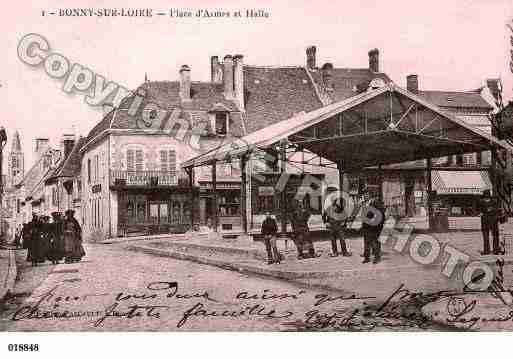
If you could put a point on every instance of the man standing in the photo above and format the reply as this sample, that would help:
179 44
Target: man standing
56 252
373 222
489 209
269 231
72 238
335 219
302 239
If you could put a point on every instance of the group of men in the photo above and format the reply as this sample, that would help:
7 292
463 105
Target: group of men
54 241
373 219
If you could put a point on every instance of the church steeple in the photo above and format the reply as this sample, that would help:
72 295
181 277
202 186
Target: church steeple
16 143
16 161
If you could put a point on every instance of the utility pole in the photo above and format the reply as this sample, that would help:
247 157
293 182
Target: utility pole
3 141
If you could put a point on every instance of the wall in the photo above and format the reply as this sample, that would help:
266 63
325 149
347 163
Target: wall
95 205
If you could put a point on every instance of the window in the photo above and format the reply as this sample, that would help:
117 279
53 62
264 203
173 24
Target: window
55 196
459 160
168 161
221 124
134 160
88 170
96 168
478 158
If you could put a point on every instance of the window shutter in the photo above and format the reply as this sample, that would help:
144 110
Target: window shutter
163 161
172 162
130 161
138 160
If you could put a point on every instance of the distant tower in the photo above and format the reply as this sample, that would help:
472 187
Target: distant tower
16 162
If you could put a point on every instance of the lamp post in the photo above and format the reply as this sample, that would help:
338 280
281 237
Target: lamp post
3 141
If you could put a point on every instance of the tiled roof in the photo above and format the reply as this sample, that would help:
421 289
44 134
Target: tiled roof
276 94
456 99
347 82
16 143
36 174
205 96
70 167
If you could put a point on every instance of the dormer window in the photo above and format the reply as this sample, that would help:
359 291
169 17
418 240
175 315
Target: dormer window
221 123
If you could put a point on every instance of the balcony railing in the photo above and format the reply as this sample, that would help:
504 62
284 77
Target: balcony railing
143 178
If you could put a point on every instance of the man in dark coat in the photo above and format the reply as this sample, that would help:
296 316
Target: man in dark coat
269 231
373 221
335 220
72 232
56 252
489 208
302 239
36 250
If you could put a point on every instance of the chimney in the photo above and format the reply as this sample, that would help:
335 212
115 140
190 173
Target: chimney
494 86
67 143
185 83
228 76
412 83
238 80
107 107
310 57
374 60
327 76
42 144
216 70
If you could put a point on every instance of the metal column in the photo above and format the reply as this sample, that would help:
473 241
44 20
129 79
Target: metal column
283 195
191 188
243 201
429 190
214 190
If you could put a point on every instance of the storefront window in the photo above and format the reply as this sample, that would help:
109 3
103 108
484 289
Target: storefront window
229 203
266 204
141 212
154 212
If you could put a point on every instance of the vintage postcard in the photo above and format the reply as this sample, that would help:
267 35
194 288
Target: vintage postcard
262 166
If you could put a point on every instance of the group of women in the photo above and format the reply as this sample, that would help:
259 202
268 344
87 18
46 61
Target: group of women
54 241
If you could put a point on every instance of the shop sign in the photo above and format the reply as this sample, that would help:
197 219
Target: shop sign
266 191
209 185
476 191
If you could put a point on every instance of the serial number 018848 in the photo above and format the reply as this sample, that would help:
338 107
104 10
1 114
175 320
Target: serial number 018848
23 347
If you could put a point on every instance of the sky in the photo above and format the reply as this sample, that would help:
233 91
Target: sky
451 45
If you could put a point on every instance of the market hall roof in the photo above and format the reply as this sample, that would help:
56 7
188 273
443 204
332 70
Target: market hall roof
456 99
381 126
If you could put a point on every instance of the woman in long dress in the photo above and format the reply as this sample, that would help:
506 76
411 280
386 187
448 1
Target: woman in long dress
72 238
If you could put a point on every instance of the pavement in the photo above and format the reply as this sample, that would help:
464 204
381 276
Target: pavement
113 289
247 256
8 272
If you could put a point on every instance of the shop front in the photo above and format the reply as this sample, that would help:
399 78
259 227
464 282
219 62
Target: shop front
459 191
228 201
153 204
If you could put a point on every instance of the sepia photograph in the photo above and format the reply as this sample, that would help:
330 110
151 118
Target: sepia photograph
324 168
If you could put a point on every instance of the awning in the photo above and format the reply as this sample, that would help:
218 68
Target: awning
383 126
460 182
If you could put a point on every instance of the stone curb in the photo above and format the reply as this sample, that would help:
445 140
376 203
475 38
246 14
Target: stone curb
250 252
141 238
12 271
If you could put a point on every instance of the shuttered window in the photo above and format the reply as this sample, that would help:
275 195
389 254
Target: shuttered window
134 160
138 160
168 161
130 160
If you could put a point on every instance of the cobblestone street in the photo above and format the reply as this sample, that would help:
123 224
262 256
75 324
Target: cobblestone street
114 289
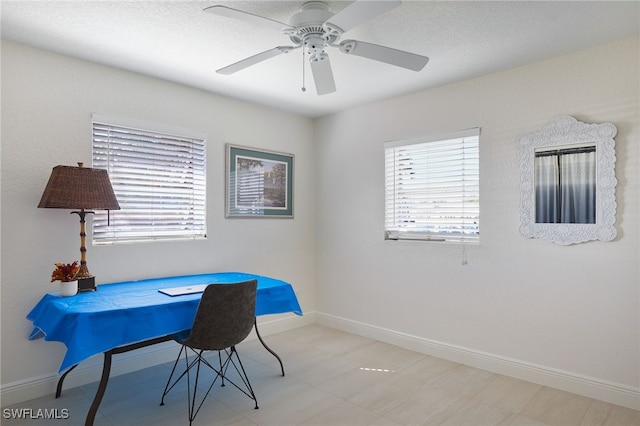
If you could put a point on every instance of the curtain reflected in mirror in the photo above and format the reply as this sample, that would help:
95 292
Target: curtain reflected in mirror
565 185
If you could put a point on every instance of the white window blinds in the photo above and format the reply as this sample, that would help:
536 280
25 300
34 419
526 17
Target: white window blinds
432 188
158 176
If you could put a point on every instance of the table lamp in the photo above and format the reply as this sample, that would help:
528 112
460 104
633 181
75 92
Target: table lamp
80 188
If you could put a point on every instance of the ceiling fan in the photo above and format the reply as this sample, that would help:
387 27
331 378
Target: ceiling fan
314 29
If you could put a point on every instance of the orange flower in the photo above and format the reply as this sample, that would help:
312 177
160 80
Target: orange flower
65 272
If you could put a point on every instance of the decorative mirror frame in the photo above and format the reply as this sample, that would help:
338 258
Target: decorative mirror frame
566 130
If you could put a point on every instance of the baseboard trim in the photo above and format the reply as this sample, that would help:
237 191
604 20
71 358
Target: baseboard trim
614 393
90 370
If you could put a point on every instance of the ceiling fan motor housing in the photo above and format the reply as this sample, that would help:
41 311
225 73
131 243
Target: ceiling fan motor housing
312 31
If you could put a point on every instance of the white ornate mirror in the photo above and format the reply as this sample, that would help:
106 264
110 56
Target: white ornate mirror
567 182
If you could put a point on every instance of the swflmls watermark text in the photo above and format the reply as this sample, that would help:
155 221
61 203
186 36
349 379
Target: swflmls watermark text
35 413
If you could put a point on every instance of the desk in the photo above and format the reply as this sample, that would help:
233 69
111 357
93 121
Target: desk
129 315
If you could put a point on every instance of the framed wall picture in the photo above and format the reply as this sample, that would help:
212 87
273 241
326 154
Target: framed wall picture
259 183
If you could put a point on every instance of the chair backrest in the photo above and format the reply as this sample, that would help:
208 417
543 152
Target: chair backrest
225 316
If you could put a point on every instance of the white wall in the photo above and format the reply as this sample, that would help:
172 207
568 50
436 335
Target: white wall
565 310
47 102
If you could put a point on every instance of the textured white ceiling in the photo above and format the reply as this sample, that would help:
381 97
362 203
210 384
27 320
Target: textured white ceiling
177 41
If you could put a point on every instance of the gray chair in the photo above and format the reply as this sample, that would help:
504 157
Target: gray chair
224 318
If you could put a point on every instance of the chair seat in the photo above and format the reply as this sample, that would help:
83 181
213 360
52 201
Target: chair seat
224 318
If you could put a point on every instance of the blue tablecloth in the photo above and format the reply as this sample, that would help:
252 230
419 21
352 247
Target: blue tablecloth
119 314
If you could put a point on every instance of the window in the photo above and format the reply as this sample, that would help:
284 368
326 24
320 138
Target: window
158 176
432 188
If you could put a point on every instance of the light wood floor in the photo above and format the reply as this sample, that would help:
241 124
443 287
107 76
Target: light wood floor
336 378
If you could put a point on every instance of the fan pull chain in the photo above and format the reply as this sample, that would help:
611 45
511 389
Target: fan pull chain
304 89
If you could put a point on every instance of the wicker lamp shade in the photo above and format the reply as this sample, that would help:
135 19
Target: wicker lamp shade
79 188
82 189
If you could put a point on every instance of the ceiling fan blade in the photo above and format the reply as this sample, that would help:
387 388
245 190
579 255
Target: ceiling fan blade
252 60
359 12
388 55
245 16
323 76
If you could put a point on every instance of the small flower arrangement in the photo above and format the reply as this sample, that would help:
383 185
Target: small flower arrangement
65 272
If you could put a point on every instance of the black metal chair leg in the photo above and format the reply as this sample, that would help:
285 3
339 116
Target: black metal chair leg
61 380
255 323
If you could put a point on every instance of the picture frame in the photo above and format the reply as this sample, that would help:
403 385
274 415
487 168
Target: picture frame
259 183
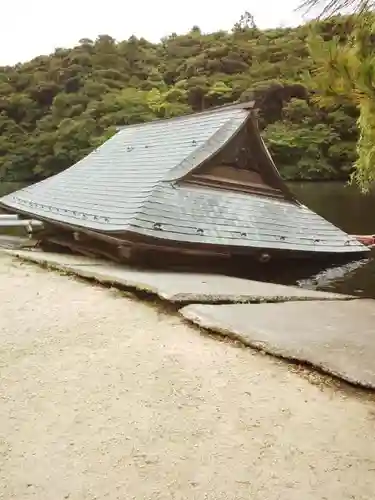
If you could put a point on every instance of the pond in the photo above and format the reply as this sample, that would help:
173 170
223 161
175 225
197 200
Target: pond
345 207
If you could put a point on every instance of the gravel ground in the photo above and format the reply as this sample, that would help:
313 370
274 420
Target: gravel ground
105 397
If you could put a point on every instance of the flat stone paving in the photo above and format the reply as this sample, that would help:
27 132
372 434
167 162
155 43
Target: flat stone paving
337 337
178 287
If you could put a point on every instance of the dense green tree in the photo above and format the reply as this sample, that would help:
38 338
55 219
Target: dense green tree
56 108
345 66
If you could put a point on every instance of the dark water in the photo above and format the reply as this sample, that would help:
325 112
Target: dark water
353 212
345 207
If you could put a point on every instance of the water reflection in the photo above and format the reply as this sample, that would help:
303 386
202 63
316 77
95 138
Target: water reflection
342 205
353 212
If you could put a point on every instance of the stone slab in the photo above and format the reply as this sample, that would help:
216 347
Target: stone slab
336 336
179 287
56 260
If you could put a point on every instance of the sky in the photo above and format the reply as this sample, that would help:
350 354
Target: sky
31 28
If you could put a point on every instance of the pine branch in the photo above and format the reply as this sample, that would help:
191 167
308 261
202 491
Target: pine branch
334 7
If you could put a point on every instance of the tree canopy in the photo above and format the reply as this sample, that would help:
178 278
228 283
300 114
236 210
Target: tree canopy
345 68
54 109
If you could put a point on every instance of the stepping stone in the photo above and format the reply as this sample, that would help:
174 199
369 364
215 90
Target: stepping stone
179 287
335 336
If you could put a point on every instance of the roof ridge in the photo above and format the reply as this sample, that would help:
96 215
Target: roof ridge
248 105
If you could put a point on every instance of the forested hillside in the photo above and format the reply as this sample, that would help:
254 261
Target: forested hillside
54 109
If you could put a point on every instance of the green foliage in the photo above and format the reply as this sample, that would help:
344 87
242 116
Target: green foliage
345 68
54 109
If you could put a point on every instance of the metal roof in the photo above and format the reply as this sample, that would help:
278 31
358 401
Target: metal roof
128 184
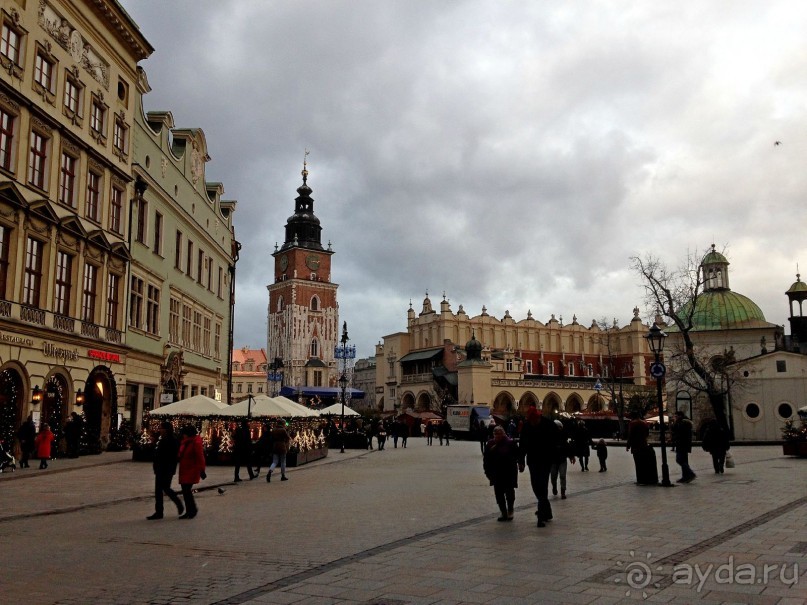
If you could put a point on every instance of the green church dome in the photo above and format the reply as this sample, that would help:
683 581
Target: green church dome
724 310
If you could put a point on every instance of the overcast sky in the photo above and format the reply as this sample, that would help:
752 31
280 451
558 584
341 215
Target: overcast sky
512 154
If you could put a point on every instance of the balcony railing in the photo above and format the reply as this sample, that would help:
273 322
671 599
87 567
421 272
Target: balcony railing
32 315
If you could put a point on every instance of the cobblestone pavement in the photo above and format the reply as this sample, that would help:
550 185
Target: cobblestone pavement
407 526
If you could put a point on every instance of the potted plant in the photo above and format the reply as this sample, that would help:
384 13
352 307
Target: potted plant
795 438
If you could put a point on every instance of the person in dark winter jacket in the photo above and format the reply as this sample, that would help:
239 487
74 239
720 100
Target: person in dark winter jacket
716 442
165 467
538 446
500 463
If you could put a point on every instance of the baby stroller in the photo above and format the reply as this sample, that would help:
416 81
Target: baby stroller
6 459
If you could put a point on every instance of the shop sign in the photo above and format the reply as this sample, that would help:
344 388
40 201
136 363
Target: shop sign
50 350
103 355
16 340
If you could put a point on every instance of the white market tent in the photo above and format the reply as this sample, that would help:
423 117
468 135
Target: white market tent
336 410
263 406
198 405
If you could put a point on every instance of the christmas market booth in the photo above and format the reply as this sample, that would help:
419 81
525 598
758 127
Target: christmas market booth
217 426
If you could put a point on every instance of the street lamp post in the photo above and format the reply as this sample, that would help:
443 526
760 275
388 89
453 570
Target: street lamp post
655 338
344 353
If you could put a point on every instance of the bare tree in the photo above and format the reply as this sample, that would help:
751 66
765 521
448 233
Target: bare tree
674 295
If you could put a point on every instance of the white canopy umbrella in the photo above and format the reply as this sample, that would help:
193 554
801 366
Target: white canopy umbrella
198 405
263 406
336 410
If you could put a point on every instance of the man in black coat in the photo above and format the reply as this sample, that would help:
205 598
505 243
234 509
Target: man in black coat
165 467
539 444
242 450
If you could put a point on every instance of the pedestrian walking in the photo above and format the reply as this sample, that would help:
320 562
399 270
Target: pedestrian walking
━━━━━━━━━━━━━━━━
● **Written problem**
Each line from the one containing "black coat in" through the end of the entries, both included, is to be returned exactly, with no other lines.

● **Reply to the task**
If you could put a point on every instance of the man in black coat in the photo above and format the reply as this sample, that would help:
205 598
505 243
234 509
Target: man in black coat
165 467
539 444
242 450
If you could put a point on every instance of the pedestrian walking in the photo above and format the reply as this sample, that would help:
320 562
399 270
Target: pedestrian walking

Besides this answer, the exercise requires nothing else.